Natural-language object grounding data:
++++++

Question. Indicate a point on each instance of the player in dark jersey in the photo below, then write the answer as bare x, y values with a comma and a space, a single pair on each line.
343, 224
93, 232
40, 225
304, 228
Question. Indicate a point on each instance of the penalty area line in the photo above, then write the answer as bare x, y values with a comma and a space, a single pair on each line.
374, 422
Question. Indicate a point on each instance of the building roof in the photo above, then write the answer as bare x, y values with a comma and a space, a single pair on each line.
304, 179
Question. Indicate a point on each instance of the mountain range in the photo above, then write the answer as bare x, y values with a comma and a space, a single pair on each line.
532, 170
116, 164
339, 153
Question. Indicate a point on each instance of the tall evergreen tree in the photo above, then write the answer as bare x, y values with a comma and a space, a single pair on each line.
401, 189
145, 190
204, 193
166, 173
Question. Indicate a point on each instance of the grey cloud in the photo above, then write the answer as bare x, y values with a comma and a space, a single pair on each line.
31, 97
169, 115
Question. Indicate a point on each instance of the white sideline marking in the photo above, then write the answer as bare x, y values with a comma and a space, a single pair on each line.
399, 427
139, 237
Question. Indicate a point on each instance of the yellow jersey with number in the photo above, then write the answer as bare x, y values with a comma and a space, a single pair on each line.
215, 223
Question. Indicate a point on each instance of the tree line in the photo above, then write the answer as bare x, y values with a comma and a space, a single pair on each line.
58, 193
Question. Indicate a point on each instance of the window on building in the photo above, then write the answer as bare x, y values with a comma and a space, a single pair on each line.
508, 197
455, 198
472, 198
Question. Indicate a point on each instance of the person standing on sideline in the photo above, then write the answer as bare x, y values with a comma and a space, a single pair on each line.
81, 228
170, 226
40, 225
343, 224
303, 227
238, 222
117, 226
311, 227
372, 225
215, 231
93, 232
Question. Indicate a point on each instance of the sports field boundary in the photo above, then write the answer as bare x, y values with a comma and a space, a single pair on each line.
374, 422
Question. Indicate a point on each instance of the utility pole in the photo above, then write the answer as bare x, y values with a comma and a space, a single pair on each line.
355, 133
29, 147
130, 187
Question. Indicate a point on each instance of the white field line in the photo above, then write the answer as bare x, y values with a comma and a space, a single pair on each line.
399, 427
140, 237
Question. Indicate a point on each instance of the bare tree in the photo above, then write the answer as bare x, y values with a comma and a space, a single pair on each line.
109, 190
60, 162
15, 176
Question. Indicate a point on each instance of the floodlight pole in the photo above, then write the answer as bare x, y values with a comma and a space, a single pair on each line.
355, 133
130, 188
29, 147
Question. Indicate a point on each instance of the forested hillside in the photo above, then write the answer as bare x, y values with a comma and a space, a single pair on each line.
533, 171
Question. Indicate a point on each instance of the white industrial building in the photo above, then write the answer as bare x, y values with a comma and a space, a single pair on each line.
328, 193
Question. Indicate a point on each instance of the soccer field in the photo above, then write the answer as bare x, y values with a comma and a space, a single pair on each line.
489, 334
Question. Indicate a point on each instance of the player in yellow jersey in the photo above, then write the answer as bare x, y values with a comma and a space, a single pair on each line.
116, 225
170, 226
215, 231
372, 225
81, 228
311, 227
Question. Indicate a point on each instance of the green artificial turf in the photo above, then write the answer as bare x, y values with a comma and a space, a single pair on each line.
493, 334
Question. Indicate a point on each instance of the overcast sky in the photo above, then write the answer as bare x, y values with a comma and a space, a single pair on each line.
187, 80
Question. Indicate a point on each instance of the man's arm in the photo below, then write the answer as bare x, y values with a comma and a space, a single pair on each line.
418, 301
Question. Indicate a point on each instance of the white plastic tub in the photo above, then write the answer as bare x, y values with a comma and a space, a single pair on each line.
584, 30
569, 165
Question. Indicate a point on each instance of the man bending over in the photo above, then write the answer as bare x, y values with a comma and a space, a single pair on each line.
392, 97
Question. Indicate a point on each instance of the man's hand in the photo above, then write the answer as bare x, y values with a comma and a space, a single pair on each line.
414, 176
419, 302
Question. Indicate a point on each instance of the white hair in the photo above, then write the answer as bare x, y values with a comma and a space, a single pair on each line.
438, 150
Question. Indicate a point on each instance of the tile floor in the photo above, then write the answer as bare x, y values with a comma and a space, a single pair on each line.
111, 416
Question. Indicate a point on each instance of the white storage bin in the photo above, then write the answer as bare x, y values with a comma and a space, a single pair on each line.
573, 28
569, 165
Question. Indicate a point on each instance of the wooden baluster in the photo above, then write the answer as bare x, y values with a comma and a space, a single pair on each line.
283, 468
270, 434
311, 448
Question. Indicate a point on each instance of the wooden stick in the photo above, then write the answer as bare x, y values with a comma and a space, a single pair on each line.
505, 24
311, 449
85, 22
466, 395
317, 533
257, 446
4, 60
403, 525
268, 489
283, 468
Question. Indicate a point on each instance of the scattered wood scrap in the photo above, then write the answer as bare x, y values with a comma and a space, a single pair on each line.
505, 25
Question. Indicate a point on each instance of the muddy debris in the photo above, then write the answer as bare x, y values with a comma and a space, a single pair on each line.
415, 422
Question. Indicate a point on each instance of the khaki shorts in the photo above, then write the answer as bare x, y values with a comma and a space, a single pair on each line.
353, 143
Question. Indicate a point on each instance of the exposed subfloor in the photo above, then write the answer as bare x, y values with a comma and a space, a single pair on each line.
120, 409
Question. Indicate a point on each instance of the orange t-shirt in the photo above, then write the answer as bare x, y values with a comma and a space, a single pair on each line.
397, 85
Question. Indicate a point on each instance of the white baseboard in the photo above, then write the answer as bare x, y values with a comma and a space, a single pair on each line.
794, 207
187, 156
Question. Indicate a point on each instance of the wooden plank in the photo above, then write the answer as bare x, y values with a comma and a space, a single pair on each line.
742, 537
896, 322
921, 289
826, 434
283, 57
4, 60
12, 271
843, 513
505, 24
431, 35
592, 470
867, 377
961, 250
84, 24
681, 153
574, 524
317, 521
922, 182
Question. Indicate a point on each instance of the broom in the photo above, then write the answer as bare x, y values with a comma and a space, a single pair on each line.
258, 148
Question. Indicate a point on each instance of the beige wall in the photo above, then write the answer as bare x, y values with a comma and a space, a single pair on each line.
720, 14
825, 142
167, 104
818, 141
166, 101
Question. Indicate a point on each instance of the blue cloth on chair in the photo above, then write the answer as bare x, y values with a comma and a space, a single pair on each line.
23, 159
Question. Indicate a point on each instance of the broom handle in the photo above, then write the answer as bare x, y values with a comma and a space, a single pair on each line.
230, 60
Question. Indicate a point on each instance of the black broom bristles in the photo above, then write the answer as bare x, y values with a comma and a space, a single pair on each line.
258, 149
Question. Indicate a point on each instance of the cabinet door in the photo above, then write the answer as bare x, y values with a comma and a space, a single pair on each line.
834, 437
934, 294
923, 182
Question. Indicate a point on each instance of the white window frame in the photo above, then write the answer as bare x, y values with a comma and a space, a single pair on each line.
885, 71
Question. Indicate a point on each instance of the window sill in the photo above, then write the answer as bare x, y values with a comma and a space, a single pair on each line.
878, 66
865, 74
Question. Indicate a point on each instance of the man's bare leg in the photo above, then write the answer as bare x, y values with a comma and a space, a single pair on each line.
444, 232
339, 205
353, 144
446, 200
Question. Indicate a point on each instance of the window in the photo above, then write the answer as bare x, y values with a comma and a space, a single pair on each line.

++++++

Give back each record exactly, from the first line through the last.

Question. Indicate a point on each instance of the player in dark jersey in the photo below, then write the answer as bare x, y values with a comma and a space, a single pair on each line.
343, 224
93, 232
40, 225
304, 228
Question. Indicate a point on each instance of the penalty area line in the photo above, then write the answer as bare x, y values with a comma and a space, a single pair on each line.
374, 422
Question. Indicate a point on each instance of the building roof in the photo above, then write the answer as bare x, y values with a comma and a space, a single pair on each line.
304, 179
Question. Indicate a point on each instance of the mountain range in the photo above, then write the answer as bare x, y values with a comma and a space, a single pair on each line.
532, 170
116, 164
339, 153
Question. Indicate a point on each instance of the tall evergreen tree in the photo above, then write the answer as bare x, y values with a comma and a space, a single pair on each line.
401, 189
145, 190
204, 193
166, 173
Question. Indicate a point on each instance of the grey cloud in the photo above, then write the answer as bare x, y values with a comma and a space, a single pair on each line.
31, 97
169, 115
Question. Indicate a point on each instance of the white sideline marking in the photo above, then write the answer as bare x, y values with a comma and a space, a single pair on each line.
399, 427
139, 237
Question. Indicate a point on each instance of the yellow jersey with number in the photo above, then write the answer as bare x, y values with a comma and a space, a single pair on each line.
215, 223
Question. Indicate a point on each instance of the tree line in the photo above, then write the answer as bare x, y values with a comma and a space, a single pair on each line.
58, 193
Question. Indicate a point on each instance of the window on building in the photo above, then write the answer as bare x, y values with a comma and a space, a single pair on each line.
508, 197
455, 198
472, 198
Question. Indicate a point on each instance of the person standing on sideline in the photo above, then write the answer as bare x, y values with a comma and a space, a single pair on each line.
81, 228
170, 226
40, 225
343, 224
303, 227
238, 222
117, 226
311, 227
372, 225
215, 231
93, 232
Question. Indicate a point on each instance of the sports field boundary in the photo above, then write the answer as bare x, y values with a comma and a space, a single pair on each line.
374, 422
Question. Indicate a point on each instance of the utility pole in the photo above, then write the answer as bare x, y values with a comma and a space, a single pair on each line.
355, 133
29, 147
130, 187
Question. Indicate a point on each instance of the white field line in the photo above, then write the answer as bare x, y values with a comma and a space, a single pair on each line.
399, 427
140, 237
Question. Indicate a point on each instance of the bare tree in the photo above, then write the answer as bare x, y values with a comma and a space, a single pair on each line.
109, 190
60, 162
15, 176
Question. Indicate a point on each instance of the floodlight pole in the photo above, then write the answer as bare x, y values with a comma and a space, a single pair on each line.
355, 133
130, 188
29, 147
Question. Indicate a point on each instance of the forested hillside in the photo above, then write the answer as bare x, y values with a comma and a space, a single pair on each line.
533, 171
Question. Indicate a point on each instance of the white industrial building in the photo above, then write the answer as bare x, y values with a comma and a space, a single pair on each line.
328, 193
Question. Indicate a point on each instance of the soccer field in the photo above, then write the answer as bare x, y values with a comma and a space, a single pair on each line.
489, 334
Question. Indicate a point on each instance of the player in yellow jersey in the photo above, then write the answer as bare x, y values with a comma and a space, a single pair on each line.
116, 225
170, 226
215, 231
372, 225
81, 228
311, 227
Question. Indicate a point on each instance of the green artificial turf in the photo above, then write the answer as bare x, y values with a comma and a space, a single pair on each line.
493, 334
Question. Indicate a point on each instance of the overcast sky in the photo above, then write the answer as bare x, y values with a comma and a space, a single pair on each line.
187, 80
Question. Indicate a point on each instance of the man's arm in the photo below, then write the answer as bare x, y values with a comma and a space, a single pair on each line.
418, 301
Question. Indicate a point on each instance of the white plastic tub in the photo above, then write the answer as bare x, y values with a comma and a space, a single pair on each line.
584, 30
569, 165
Question. Indicate a point on each instance of the man bending over in the photo above, then write the answer as bare x, y values with a comma and a space, a single pair on each line.
392, 97
Question. Indicate a point on each instance of the man's hand in the photo above, then write the answer as bare x, y values with a comma and a space, a single pair on each line.
414, 176
419, 302
Question. Indicate a point on each instance of the white hair in the photo above, then write the answer as bare x, y values with a comma and a space, a single pair on each line.
438, 150
Question. Indicate a point on each instance of the tile floor in the photo above, then write the answer as bare x, y values with a comma and a space, a single pair on each line.
111, 416
Question. Indicate a point on each instance of the white storage bin in the photo above, then write the answer as bare x, y values with a comma and a space, a single pair on each line.
573, 28
569, 165
Question. Indicate a point on each instance of the wooden baluster in the photo above, then write the answer as bare x, y values with a comma and a space, a single pair on each line.
283, 468
270, 434
311, 448
Question. Indicate a point on each instance of the wooden stick in the photo above, then write the answer as bare x, y values with a comma and a space, a single pair on each line.
505, 24
311, 449
85, 22
466, 395
317, 533
257, 446
4, 60
403, 525
268, 489
283, 468
Question. Indicate a point on each instance of the scattered wood scrap in the photo above, then write the answer as bare x, y values with a comma and a space, a single pair on each line.
505, 25
Question. Indicate a point on each instance of the muddy debris in the photo above, then write the answer as bare x, y values with a comma and a space, a single pair on each line.
415, 422
Question. Indicate a point on each instance of the khaki shorts in the photo above, then write the answer as bare x, y values with a comma and a space, a single pair on each line.
353, 143
Question. Indicate a point on each instance of the exposed subfloor in the photo above, then write the answer as bare x, y values with a comma and a space, a single pair on each line.
120, 409
Question. Indicate a point on each instance of the orange t-shirt in the photo above, then write the answer as bare x, y values with a comma and a space, a single pair on each line.
397, 85
Question. Indicate a point on each instance of the white baseboard in the photo above, then write the answer as bare x, y values with a comma and a space, a single pair on each line.
794, 207
187, 156
Question. Indicate a point on each instance of the wooden plank in the photo above, then write the answer as bare x, y values with a comma and a space, a single pair on each line.
742, 537
896, 322
921, 289
826, 434
283, 57
4, 60
12, 271
843, 513
505, 24
431, 35
592, 470
867, 377
961, 250
84, 24
681, 153
574, 524
317, 521
922, 182
Question. Indicate a point on each instance of the broom in the photo above, then write the answer as bare x, y values with a comma and a space, a single pair on each line.
258, 148
Question. Indicate a point on each instance of the beige wall in the photo above, then write the answer as bare x, y values with a comma and a space, a single pair on each line.
720, 14
825, 142
167, 104
818, 141
166, 101
Question. Indicate a point on each instance of the blue cloth on chair in the photo above, then write the answer as bare x, y values with a comma and a space, a single pair on each line.
23, 159
Question. Indicate a point on each instance of the broom handle in the photo above, then write the answer as bare x, y values with a comma and a space, a single pair on each line.
230, 60
Question. Indicate a point on each instance of the black broom bristles in the photo above, then write the answer as bare x, y values with a comma and a space, a single pair on each line.
258, 149
Question. Indicate a point on each instance of the cabinet door in the photo above, then write the answer as bare x, y values with a comma and a space, a single pair on each line.
834, 437
934, 294
923, 182
Question. Indicate a point on each instance of the white window frame in the photo above, then write the answer as bare x, y values with a comma and a space, a single pair on each line.
885, 71
Question. Indicate a point on each instance of the window sill in the photo above, then write the answer as bare x, y values with a comma and a space, a single pair on each line.
878, 66
865, 74
Question. Indicate a point on each instance of the man's bare leg in the photo above, then write the answer as bare x, y values with a comma and a space, a single pair on each line.
444, 232
339, 205
353, 144
446, 200
Question. Indicate a point on each instance of the window in the photo above, then write the answer as bare x, y values with a comma and a space, a single pair on each line.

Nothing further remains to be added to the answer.